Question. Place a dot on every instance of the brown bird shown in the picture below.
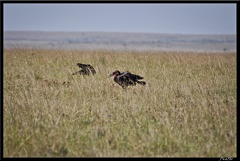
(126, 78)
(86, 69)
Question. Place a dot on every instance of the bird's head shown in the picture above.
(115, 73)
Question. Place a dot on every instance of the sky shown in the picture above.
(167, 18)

==

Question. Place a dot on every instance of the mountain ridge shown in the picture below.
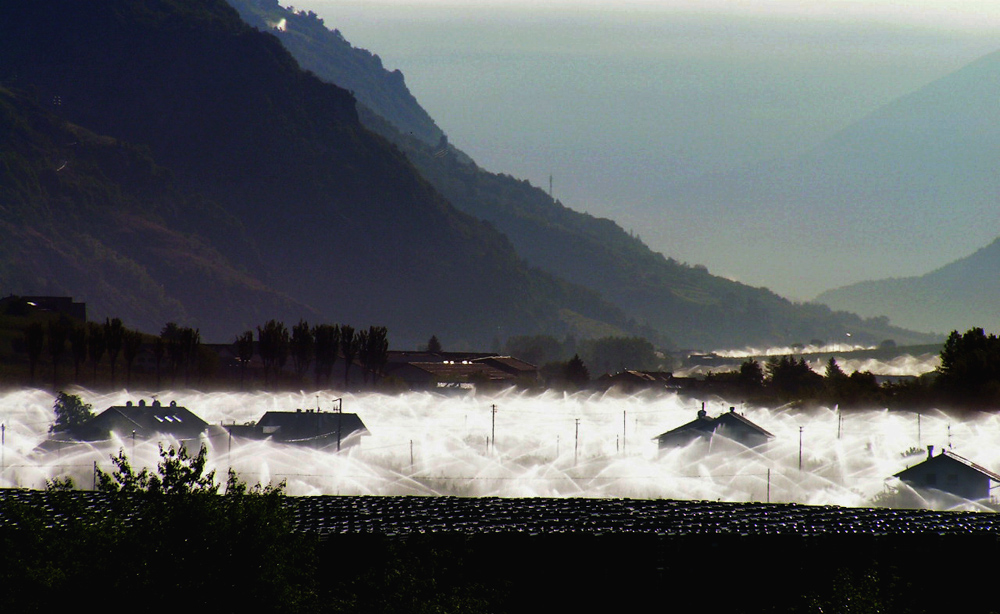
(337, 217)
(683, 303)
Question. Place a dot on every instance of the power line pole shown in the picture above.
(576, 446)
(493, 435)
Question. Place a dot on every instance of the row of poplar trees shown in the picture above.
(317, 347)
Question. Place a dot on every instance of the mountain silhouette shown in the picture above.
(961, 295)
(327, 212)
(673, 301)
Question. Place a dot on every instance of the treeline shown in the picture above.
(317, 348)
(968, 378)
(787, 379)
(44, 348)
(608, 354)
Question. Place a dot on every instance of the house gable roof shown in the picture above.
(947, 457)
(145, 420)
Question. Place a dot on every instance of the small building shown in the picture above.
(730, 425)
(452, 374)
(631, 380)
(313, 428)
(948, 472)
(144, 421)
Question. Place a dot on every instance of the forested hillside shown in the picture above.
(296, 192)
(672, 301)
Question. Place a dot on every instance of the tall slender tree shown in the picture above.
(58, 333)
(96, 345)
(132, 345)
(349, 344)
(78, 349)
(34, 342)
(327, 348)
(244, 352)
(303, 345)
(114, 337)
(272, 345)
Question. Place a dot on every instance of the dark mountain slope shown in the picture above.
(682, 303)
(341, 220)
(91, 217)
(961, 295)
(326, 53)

--

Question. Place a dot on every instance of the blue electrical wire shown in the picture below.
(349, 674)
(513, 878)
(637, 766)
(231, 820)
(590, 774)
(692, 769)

What you should do:
Pull out every line of the records above that contains the string "bird", treating uppercase and lowercase as different.

Task response:
Question. Place a dot on every instance of the brown bird shown in the picture below.
Question. Place a dot on every instance of the bird's head shown in the picture above.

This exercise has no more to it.